(WORK INSTRUCTIONS):
Counting only lines below that contain the string "post", give the total as a single number.
╭─ DATA TO EXAMINE
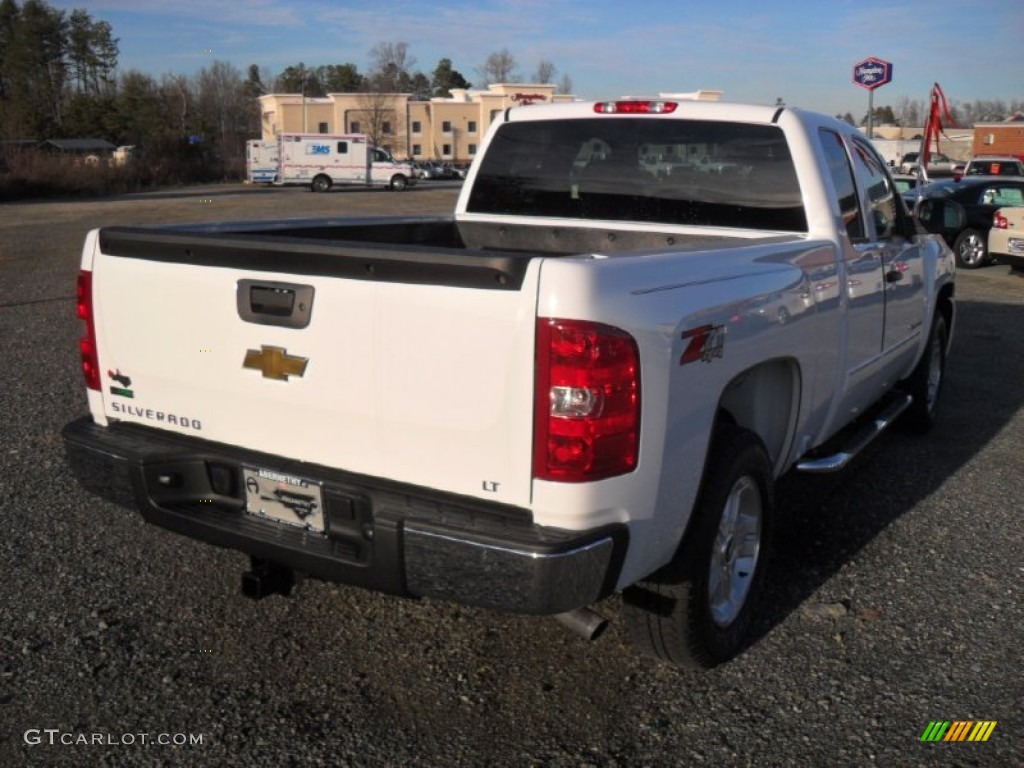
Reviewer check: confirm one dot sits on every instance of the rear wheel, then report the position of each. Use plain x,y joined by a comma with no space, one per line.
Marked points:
696,610
971,249
925,384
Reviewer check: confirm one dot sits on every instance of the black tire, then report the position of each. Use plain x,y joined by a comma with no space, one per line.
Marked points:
925,384
678,613
971,249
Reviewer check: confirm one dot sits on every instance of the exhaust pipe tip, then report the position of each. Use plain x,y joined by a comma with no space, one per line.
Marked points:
586,623
265,579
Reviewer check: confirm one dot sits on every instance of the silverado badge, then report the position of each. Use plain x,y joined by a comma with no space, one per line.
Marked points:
274,363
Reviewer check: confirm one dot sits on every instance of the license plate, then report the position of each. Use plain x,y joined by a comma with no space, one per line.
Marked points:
284,498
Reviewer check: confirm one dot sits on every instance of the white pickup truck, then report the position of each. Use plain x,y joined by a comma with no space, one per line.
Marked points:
586,380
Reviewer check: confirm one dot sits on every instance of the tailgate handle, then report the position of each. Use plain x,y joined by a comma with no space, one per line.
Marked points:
271,303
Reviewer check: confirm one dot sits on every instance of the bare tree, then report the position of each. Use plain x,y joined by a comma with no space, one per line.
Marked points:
390,65
545,72
500,68
379,120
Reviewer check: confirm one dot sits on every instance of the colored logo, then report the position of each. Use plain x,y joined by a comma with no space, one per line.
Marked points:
872,73
958,730
274,363
125,382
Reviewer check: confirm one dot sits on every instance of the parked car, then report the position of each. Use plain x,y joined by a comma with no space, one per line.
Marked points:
1006,239
980,197
994,165
938,164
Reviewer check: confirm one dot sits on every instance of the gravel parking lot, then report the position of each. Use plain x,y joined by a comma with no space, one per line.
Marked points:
896,590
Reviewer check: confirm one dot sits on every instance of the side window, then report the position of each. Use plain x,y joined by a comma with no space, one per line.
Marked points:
1003,196
842,175
881,194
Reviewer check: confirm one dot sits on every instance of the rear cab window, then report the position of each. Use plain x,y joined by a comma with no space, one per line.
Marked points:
685,172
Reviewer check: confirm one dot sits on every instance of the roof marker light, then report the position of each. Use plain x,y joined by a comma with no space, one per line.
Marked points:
635,108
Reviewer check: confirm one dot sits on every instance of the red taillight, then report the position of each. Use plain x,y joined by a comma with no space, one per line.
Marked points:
635,108
587,411
87,344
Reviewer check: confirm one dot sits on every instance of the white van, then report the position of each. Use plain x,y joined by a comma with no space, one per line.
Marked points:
261,162
323,161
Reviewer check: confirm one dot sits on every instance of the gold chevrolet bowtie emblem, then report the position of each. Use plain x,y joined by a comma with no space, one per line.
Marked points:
274,363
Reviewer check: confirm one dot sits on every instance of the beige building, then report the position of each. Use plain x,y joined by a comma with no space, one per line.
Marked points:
446,129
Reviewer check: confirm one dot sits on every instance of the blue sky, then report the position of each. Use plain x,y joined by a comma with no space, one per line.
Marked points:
755,50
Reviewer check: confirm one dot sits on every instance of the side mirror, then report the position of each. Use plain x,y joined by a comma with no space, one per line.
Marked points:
940,216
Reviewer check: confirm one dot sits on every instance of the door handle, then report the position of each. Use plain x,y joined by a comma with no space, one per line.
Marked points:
272,303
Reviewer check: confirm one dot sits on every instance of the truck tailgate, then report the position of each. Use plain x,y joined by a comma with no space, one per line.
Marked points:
423,383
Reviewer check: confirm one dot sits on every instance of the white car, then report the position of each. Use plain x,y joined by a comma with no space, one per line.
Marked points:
1006,239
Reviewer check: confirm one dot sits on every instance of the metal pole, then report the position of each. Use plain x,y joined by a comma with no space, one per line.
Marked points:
870,114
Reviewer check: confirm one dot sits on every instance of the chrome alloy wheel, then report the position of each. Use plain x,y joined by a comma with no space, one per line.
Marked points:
972,250
734,554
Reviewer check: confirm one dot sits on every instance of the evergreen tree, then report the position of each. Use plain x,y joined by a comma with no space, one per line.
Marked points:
445,78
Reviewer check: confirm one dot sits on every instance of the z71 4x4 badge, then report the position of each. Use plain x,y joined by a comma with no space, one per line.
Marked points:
706,343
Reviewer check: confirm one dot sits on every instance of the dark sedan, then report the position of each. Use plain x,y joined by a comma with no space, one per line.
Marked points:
980,197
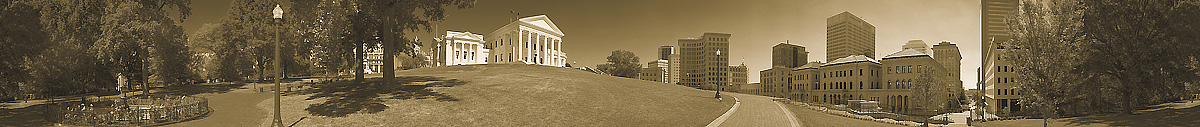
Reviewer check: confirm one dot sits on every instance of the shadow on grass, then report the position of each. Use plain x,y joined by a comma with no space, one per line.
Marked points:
28,116
195,89
1181,118
348,97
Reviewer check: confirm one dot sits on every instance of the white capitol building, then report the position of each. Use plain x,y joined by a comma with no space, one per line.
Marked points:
532,40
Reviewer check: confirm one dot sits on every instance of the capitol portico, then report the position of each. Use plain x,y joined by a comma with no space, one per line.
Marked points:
532,40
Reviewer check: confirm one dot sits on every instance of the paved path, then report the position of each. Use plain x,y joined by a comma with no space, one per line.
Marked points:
759,112
229,109
959,119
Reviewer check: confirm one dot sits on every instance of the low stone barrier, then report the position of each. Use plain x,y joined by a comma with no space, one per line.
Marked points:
131,112
853,114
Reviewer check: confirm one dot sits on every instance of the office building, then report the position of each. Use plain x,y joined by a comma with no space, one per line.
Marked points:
655,71
849,35
789,55
737,78
947,54
997,74
705,60
917,44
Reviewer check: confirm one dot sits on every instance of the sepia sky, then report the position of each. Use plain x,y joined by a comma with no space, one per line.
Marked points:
595,28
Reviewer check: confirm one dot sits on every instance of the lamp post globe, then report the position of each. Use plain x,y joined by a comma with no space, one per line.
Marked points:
277,14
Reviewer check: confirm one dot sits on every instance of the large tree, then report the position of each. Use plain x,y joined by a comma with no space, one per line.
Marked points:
930,92
1074,55
397,17
622,64
21,40
141,35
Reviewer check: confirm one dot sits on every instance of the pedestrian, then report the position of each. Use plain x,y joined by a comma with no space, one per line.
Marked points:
719,96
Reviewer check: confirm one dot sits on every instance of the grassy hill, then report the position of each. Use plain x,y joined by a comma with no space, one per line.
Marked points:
502,95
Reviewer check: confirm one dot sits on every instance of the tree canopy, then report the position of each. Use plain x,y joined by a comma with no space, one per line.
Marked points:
1081,56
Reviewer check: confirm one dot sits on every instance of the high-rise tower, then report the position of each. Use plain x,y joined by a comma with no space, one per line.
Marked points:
849,35
789,55
705,61
997,83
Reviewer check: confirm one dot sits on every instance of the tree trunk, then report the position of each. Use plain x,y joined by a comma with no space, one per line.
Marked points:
358,61
389,46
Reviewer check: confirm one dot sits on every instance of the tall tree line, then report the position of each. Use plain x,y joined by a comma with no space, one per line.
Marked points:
70,47
319,36
1093,56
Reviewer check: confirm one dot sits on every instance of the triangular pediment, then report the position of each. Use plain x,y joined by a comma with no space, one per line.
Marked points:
541,22
466,35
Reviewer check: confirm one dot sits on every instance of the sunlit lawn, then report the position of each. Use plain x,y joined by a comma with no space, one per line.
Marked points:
504,95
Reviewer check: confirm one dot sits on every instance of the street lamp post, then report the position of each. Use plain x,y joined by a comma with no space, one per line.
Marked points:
279,22
145,72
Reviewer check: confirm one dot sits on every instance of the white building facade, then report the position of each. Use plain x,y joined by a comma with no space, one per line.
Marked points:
460,48
532,40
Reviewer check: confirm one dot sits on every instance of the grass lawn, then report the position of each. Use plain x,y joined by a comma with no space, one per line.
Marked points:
502,95
1180,114
816,119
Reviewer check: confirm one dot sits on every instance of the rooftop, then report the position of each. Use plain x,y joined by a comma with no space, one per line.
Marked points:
906,53
852,59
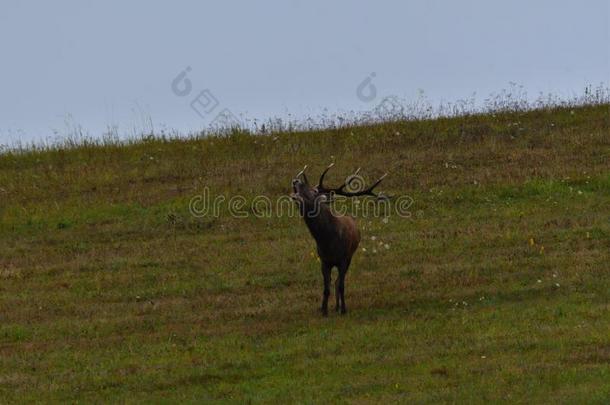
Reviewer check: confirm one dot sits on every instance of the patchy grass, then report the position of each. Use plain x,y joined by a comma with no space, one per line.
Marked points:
495,289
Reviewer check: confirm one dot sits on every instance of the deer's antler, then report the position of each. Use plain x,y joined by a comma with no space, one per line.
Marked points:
341,189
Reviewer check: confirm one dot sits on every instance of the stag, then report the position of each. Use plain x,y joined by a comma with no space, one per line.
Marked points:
337,237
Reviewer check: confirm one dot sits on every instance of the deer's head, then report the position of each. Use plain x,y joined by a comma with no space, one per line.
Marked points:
311,198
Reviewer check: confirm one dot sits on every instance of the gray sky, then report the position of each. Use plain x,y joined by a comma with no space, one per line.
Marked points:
95,64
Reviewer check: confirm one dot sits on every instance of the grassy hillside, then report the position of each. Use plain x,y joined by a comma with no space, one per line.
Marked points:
495,288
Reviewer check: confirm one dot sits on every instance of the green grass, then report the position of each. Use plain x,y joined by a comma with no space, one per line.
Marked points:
496,289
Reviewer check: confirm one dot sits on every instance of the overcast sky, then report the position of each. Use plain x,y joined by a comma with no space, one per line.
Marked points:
112,63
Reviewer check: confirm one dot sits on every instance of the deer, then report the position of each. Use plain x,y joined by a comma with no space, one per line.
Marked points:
336,236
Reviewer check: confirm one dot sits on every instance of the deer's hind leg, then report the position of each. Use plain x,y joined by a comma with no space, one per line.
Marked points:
341,286
326,275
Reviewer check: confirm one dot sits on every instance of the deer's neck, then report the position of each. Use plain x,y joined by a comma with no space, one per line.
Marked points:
322,224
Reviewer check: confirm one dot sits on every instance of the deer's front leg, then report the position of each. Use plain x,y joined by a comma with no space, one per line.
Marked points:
326,275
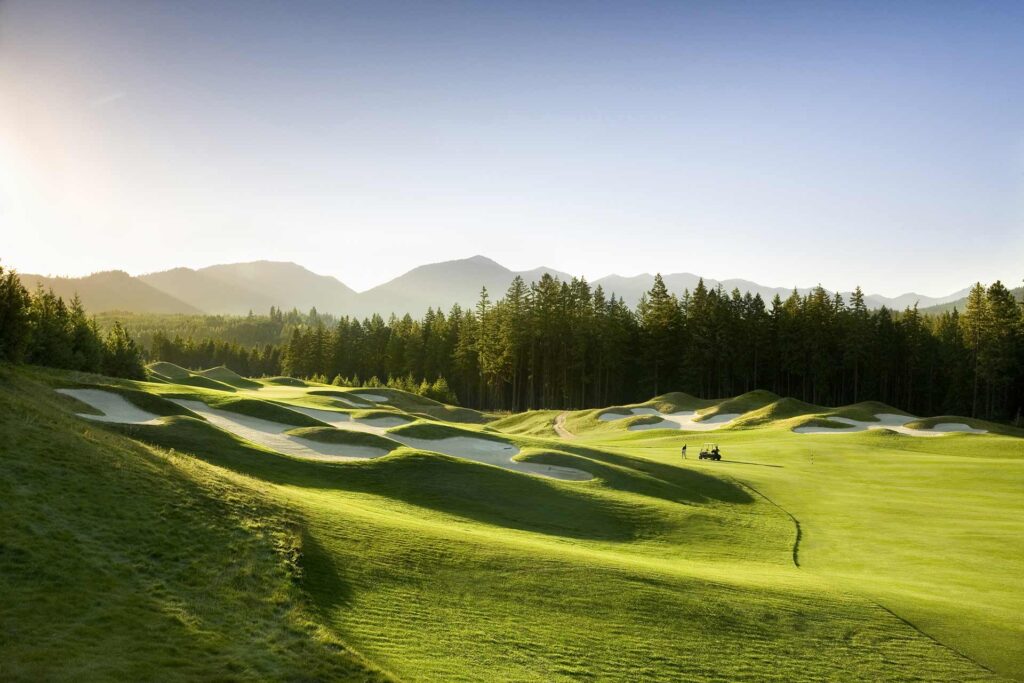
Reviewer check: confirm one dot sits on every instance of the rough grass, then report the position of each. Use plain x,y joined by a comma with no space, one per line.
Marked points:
285,381
169,371
752,400
437,568
993,427
121,561
536,423
229,377
782,409
263,410
436,430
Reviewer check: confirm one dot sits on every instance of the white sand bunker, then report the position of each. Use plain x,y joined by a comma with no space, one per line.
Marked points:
685,420
373,397
891,422
343,421
348,401
114,407
271,435
491,453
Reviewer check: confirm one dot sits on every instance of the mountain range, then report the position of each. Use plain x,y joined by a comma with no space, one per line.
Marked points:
╰─
(FINISHED TASK):
2